■ Excerpts from a dataset ■
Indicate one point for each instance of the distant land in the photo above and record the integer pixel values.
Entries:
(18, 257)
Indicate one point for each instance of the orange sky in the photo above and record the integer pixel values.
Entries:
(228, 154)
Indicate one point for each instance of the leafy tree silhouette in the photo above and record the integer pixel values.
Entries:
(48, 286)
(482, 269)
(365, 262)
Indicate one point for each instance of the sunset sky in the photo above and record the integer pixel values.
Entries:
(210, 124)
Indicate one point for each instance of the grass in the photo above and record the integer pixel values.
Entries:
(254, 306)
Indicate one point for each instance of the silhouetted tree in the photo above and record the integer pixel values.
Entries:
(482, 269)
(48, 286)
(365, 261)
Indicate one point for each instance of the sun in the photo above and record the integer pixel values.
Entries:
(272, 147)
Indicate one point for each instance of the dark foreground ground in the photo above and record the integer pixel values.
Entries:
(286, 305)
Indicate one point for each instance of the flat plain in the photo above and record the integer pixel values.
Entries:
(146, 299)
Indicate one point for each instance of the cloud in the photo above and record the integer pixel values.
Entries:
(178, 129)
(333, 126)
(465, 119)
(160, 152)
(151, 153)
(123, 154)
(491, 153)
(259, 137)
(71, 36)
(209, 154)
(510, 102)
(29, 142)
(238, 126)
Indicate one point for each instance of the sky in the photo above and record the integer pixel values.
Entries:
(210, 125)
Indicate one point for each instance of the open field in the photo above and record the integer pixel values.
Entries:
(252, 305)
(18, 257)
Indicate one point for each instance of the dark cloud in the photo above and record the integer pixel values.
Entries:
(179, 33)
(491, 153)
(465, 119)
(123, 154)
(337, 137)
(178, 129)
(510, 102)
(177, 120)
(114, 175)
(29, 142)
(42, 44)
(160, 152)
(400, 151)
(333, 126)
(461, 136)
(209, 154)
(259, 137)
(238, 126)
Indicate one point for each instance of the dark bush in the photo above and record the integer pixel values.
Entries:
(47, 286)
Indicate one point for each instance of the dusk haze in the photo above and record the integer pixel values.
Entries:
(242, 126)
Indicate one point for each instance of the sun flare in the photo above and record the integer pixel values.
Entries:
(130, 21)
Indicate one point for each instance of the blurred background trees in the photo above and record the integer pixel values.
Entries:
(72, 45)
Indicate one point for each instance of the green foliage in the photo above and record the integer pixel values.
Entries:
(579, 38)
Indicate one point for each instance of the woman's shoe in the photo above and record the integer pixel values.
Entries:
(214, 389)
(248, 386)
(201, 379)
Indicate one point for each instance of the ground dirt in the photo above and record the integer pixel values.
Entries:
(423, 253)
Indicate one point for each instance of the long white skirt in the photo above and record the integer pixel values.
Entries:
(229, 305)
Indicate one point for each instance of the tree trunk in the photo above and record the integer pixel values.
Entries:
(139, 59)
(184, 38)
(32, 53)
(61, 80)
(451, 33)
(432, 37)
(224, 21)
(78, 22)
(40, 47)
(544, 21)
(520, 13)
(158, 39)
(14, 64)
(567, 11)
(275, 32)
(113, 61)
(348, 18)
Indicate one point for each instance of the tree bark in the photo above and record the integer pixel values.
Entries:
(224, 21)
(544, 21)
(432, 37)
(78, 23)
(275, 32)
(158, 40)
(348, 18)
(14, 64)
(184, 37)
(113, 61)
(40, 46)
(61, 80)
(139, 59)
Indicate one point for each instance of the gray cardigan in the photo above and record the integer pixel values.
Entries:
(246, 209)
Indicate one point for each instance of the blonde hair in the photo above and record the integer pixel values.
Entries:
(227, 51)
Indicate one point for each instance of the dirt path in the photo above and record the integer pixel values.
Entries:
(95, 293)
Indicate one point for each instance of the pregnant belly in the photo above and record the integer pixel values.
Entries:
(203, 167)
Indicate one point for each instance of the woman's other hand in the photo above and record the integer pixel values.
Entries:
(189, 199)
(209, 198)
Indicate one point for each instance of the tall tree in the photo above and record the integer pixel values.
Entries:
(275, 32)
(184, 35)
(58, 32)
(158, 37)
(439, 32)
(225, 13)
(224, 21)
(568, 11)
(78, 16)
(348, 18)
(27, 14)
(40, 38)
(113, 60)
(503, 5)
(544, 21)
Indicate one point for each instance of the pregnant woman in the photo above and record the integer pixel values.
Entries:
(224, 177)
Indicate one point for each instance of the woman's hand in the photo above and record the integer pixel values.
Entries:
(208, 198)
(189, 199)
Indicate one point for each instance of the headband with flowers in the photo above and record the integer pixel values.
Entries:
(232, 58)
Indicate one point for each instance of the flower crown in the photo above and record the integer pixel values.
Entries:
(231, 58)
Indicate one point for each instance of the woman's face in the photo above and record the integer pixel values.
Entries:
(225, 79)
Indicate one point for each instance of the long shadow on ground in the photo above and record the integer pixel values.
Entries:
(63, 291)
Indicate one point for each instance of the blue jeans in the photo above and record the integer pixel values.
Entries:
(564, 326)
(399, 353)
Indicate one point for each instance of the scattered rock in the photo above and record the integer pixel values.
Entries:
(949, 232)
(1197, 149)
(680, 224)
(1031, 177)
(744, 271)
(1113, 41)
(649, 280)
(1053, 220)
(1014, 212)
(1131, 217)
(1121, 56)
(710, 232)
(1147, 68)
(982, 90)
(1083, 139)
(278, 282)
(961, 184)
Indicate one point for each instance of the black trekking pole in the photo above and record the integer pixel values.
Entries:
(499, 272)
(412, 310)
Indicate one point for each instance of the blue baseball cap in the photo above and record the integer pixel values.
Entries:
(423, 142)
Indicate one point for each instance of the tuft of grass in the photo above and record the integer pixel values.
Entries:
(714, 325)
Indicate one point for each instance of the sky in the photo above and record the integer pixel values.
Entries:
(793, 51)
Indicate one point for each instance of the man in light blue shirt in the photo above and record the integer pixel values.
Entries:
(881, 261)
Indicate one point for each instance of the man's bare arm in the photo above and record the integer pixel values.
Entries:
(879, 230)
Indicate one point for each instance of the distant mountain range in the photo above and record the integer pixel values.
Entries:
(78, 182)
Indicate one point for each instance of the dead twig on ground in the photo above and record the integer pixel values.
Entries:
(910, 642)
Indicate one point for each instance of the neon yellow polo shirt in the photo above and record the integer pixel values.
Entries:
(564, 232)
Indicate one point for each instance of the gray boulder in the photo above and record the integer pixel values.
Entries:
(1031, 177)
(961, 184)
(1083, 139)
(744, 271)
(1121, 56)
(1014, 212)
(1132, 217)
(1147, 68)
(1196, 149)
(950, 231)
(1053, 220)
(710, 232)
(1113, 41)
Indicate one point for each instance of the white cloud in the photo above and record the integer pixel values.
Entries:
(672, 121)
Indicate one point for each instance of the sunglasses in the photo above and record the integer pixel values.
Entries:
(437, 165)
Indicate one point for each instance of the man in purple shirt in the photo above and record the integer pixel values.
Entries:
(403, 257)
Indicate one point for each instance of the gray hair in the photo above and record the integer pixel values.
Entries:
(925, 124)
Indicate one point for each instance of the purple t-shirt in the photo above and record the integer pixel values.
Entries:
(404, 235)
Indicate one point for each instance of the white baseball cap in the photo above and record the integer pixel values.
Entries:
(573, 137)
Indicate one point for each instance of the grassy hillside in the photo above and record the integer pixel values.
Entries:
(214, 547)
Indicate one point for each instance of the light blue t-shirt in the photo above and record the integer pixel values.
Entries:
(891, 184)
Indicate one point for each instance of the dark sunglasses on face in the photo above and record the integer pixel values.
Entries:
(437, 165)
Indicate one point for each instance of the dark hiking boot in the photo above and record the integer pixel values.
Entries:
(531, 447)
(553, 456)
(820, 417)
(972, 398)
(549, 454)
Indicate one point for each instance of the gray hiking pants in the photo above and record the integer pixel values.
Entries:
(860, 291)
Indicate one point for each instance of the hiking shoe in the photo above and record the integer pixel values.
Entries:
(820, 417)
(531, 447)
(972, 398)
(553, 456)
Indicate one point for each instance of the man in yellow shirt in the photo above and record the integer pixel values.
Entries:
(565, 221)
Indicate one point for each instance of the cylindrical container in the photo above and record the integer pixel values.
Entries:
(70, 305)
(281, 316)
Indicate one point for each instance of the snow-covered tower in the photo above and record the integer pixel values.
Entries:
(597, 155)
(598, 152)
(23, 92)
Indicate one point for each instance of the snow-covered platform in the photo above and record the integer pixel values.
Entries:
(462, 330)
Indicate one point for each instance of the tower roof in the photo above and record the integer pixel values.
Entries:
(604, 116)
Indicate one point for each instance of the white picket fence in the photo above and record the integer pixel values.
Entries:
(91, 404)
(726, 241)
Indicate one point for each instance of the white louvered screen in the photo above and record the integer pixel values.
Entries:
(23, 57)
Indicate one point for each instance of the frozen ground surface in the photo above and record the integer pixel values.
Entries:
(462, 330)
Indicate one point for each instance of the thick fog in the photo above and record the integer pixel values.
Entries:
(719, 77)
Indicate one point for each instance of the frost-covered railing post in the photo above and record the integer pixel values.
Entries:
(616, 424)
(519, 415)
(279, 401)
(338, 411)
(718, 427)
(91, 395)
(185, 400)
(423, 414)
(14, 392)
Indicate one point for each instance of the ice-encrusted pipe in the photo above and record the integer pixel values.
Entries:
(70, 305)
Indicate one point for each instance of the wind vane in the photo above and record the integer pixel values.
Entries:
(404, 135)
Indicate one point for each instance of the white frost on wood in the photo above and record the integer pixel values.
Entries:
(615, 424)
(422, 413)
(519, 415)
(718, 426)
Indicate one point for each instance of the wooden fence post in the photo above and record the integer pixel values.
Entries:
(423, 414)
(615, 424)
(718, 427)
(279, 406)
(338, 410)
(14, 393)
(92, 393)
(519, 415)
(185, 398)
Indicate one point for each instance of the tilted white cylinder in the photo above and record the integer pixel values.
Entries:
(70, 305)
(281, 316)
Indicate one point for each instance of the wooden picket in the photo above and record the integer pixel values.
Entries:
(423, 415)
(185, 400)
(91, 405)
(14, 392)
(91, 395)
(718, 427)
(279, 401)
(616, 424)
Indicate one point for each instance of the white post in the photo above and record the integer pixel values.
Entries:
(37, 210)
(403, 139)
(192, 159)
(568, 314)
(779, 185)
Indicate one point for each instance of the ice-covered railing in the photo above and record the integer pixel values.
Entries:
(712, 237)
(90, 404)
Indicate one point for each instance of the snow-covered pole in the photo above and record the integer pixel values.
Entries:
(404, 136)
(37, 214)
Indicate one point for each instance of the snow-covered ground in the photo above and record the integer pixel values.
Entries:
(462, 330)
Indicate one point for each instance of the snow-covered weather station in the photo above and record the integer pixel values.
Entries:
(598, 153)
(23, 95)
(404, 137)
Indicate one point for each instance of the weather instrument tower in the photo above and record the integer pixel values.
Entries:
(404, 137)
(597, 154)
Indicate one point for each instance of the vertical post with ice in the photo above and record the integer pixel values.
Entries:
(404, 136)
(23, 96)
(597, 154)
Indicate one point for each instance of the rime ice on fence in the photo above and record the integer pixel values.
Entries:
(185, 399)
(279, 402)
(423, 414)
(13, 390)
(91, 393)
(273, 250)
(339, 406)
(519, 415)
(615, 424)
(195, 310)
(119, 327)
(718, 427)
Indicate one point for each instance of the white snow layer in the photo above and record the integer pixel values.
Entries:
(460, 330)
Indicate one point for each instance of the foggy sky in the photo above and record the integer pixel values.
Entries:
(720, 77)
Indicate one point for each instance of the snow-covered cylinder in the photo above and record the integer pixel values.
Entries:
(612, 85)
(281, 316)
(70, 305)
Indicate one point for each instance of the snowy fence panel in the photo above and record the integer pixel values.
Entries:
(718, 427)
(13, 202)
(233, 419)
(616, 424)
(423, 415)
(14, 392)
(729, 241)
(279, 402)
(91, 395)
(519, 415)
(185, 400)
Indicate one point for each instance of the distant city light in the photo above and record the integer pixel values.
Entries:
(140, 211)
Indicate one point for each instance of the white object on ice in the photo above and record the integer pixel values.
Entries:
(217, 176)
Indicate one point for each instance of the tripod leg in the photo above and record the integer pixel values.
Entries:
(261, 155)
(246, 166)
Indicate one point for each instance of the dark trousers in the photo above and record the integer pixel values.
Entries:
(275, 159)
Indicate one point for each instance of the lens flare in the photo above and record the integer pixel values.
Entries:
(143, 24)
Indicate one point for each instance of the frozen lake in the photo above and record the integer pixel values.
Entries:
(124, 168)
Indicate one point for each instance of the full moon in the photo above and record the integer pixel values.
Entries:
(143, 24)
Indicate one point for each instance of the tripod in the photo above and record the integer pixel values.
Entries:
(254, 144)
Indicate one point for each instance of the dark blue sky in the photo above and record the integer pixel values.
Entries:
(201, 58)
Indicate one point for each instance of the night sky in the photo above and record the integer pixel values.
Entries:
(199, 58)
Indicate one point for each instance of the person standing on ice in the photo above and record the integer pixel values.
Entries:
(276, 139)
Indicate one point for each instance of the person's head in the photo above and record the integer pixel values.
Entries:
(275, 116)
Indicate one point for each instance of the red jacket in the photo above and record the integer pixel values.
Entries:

■ WORK TO BE COMPLETED ■
When a line of the data holds the string "distant", pick it out and copy it.

■ EXERCISE ANSWER ■
Indicate one point for each instance of the distant land in the photo above and record the integer pixel values.
Indicate one point for each instance of the distant mountain range in the photo above and record the integer pixel values.
Indicate one point for each instance of the distant city light in the photo above and record the integer pixel values.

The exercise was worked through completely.